| TASK GOAL |
Please count how many lines of the records contain the word "tree" and give only that number.

| DATA FOR THIS EXERCISE |
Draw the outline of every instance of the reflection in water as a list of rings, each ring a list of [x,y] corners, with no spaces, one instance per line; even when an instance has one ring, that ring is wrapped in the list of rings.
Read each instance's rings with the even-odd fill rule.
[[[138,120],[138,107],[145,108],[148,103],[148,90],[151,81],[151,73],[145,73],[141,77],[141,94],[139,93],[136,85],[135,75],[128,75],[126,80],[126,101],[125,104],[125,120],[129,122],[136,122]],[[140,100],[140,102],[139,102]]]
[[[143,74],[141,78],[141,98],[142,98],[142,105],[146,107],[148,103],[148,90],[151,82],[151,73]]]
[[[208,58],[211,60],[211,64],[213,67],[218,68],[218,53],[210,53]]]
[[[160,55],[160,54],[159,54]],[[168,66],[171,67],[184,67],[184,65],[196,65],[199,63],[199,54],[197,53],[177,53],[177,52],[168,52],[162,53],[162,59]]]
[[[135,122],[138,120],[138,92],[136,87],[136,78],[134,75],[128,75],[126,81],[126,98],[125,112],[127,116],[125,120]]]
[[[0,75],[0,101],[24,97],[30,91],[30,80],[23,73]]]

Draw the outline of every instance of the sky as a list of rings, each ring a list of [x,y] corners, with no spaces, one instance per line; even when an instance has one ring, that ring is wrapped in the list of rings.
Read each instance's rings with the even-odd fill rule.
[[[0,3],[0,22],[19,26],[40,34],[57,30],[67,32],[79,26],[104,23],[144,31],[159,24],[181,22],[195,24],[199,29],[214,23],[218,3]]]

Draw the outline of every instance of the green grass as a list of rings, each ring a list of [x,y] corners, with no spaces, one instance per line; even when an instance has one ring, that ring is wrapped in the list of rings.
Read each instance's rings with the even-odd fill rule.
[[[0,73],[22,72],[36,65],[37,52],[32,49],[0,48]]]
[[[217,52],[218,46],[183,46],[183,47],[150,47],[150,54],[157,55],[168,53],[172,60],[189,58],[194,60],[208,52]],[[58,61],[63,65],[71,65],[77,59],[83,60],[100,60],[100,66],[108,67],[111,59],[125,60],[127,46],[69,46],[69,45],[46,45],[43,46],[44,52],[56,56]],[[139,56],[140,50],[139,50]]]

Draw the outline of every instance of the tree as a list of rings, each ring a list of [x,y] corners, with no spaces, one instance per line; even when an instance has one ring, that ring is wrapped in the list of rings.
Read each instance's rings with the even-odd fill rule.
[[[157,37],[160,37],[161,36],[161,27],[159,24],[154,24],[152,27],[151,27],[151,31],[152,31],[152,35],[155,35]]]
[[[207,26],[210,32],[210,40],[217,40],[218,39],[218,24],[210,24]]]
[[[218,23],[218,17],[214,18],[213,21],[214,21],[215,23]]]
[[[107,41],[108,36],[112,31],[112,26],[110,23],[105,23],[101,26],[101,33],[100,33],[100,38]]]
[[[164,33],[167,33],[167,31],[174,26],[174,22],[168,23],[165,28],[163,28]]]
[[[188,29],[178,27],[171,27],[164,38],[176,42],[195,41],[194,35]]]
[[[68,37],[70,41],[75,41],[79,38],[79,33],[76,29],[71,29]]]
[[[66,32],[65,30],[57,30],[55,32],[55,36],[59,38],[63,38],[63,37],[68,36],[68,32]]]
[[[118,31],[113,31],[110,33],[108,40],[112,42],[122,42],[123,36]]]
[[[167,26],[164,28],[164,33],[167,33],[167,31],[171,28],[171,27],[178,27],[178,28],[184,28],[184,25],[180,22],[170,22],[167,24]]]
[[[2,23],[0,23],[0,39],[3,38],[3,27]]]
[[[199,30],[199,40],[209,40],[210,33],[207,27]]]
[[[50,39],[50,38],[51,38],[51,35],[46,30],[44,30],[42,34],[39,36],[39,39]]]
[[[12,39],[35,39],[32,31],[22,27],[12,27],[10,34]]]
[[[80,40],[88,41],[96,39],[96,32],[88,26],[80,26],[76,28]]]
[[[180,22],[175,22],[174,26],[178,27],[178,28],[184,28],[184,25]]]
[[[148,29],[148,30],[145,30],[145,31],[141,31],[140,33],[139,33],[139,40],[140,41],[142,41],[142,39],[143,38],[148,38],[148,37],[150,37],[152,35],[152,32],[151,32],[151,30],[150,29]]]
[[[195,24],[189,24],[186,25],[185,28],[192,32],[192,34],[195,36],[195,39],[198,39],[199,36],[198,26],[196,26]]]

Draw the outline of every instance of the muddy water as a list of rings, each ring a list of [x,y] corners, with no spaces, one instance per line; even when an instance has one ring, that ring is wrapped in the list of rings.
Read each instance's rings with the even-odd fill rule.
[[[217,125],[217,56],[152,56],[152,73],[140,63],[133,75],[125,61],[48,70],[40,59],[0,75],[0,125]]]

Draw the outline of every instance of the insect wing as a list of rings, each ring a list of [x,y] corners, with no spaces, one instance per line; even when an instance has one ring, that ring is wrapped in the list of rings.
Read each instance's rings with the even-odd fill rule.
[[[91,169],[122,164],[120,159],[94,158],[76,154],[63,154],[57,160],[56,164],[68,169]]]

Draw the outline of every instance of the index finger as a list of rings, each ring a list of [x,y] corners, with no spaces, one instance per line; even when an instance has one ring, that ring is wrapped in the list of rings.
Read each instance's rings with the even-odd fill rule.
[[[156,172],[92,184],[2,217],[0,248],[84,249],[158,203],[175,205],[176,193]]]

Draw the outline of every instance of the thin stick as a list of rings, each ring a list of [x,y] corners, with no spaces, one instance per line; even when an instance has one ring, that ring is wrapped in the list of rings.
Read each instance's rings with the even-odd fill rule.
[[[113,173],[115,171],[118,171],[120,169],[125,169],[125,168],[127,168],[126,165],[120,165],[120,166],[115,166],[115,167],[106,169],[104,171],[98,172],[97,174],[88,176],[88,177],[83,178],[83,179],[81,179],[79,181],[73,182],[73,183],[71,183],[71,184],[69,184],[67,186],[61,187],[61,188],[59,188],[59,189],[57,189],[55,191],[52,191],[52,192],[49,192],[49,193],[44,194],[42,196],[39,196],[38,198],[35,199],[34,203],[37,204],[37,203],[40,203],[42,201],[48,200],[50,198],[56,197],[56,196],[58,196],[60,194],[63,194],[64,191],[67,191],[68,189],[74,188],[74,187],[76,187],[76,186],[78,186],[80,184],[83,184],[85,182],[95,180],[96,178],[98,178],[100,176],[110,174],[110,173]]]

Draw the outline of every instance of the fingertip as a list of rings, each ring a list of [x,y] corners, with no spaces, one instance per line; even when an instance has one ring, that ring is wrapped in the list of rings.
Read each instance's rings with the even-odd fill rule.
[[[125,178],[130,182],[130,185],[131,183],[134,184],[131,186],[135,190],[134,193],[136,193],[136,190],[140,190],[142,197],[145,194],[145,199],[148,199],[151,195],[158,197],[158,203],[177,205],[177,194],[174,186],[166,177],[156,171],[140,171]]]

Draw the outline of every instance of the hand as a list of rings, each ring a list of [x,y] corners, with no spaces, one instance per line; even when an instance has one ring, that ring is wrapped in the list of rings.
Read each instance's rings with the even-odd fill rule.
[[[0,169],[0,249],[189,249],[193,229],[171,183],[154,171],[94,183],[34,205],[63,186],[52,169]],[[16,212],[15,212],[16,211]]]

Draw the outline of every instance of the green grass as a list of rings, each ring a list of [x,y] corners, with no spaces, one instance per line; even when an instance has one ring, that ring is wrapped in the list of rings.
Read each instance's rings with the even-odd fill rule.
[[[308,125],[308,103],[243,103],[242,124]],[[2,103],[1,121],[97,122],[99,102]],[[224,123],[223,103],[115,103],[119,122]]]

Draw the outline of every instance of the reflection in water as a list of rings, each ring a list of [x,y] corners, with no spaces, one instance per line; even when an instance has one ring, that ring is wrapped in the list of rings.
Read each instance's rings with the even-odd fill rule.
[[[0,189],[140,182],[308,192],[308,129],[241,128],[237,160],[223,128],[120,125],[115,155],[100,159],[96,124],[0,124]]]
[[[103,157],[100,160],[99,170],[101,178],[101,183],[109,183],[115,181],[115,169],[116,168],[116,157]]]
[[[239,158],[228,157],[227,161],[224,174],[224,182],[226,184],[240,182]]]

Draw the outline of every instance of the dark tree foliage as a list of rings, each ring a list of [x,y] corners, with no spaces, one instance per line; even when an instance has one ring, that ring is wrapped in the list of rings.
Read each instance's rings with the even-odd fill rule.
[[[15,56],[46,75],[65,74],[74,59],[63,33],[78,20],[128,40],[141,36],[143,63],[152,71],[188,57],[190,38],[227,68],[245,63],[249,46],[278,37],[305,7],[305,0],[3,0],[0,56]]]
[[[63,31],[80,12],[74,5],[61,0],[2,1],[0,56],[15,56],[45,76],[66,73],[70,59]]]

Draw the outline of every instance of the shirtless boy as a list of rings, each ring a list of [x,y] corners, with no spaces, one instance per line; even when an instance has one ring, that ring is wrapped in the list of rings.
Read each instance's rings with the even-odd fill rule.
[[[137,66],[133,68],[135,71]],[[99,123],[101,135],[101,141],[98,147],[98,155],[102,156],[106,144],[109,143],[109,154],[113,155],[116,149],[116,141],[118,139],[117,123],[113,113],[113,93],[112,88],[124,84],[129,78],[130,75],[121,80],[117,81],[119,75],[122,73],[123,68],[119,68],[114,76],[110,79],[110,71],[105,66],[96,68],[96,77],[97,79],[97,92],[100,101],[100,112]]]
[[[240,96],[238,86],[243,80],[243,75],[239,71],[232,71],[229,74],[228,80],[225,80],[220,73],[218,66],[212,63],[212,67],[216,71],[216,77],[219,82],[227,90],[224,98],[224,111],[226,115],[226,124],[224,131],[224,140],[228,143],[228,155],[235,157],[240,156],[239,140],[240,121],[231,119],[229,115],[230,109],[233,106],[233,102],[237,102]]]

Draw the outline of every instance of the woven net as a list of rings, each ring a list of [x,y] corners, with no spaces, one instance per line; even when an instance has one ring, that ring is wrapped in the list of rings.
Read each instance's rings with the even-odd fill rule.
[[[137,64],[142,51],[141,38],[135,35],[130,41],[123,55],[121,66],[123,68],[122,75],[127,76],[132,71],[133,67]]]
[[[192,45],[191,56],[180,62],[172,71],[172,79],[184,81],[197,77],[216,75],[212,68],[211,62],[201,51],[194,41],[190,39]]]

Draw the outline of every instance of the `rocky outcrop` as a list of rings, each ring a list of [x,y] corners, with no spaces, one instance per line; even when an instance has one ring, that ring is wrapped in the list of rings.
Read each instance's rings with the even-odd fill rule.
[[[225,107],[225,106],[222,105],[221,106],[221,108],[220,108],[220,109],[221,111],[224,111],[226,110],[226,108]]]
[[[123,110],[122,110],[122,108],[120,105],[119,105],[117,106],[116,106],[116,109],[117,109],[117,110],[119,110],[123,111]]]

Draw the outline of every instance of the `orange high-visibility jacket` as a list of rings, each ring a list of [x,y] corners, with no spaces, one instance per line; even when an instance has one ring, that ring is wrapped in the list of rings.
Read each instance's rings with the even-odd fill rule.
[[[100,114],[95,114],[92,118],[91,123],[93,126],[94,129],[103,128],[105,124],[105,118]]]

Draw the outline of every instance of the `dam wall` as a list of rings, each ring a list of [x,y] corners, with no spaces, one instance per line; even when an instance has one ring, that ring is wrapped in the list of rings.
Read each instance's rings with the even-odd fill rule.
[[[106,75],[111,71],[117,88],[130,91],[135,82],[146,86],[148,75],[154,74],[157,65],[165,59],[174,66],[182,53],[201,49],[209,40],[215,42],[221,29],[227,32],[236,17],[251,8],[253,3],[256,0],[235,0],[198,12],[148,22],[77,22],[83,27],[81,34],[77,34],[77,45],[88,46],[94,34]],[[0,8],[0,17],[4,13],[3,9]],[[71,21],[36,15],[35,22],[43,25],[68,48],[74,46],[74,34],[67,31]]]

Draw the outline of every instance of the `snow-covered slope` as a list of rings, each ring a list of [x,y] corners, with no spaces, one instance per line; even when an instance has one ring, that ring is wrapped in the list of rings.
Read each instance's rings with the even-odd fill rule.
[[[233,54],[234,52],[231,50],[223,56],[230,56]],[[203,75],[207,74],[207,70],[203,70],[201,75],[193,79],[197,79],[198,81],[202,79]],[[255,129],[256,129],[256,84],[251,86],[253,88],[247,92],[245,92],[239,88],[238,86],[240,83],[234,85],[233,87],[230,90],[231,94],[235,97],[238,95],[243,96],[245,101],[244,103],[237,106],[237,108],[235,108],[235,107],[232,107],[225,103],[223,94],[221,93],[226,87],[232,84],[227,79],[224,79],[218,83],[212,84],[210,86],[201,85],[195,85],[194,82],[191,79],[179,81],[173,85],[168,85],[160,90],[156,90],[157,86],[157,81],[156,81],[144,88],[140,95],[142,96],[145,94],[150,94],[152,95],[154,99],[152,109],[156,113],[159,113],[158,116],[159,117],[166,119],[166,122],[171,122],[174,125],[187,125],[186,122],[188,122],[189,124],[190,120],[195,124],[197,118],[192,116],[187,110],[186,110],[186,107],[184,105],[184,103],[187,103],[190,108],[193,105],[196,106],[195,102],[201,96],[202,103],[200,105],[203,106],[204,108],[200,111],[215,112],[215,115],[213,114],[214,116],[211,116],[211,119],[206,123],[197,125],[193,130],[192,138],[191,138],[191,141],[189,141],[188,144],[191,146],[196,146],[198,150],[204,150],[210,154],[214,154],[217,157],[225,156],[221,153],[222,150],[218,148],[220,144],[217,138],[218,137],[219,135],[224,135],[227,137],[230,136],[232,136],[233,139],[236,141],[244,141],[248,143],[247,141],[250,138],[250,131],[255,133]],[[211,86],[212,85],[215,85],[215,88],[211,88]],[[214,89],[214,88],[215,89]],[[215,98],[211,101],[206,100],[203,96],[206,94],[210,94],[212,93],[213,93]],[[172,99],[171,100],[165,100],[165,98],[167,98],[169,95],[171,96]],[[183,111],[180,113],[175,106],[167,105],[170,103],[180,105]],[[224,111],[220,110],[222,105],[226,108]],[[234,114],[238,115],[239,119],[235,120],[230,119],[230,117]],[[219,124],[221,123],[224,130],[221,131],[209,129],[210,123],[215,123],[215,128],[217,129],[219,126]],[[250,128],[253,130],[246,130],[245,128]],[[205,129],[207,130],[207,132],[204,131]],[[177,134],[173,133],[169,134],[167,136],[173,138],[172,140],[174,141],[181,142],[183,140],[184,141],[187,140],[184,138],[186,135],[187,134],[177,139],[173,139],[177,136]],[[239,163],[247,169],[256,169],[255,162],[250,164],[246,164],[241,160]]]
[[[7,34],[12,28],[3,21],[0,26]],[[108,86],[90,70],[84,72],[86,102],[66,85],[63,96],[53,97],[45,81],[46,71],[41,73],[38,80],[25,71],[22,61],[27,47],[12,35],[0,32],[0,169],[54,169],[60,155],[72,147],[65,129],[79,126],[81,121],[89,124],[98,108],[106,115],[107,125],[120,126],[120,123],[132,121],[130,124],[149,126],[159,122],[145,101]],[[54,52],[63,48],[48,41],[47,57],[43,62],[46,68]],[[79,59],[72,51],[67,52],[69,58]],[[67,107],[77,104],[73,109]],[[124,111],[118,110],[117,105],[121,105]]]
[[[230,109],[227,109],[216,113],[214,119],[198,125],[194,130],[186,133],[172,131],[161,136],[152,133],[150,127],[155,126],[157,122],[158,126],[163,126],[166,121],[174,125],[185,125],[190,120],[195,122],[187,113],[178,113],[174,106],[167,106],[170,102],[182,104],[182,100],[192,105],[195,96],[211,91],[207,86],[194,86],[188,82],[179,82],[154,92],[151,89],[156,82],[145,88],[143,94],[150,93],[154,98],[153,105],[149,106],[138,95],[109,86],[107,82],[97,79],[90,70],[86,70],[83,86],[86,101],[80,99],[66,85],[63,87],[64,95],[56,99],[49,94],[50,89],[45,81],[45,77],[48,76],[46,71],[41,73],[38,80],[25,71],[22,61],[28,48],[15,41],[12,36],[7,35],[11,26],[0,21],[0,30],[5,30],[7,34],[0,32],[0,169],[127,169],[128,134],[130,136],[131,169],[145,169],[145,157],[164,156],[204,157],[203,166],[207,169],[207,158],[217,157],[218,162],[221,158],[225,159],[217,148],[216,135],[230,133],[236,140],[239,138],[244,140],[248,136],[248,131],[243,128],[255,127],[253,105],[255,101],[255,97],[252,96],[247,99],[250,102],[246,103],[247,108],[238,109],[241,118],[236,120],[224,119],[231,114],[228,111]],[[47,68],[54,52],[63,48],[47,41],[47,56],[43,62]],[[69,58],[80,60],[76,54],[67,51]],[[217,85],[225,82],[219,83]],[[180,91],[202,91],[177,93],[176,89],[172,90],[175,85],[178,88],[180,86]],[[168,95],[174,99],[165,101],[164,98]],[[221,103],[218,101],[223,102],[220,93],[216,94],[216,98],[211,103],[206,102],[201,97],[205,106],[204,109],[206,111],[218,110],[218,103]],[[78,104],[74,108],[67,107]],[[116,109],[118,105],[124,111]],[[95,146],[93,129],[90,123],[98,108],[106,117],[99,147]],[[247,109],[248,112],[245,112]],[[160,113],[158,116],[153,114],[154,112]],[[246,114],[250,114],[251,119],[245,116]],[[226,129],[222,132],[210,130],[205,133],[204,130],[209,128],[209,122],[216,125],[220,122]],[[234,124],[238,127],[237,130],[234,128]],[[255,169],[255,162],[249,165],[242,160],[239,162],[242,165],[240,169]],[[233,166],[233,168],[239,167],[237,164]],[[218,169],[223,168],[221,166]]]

| SOLUTION BELOW |
2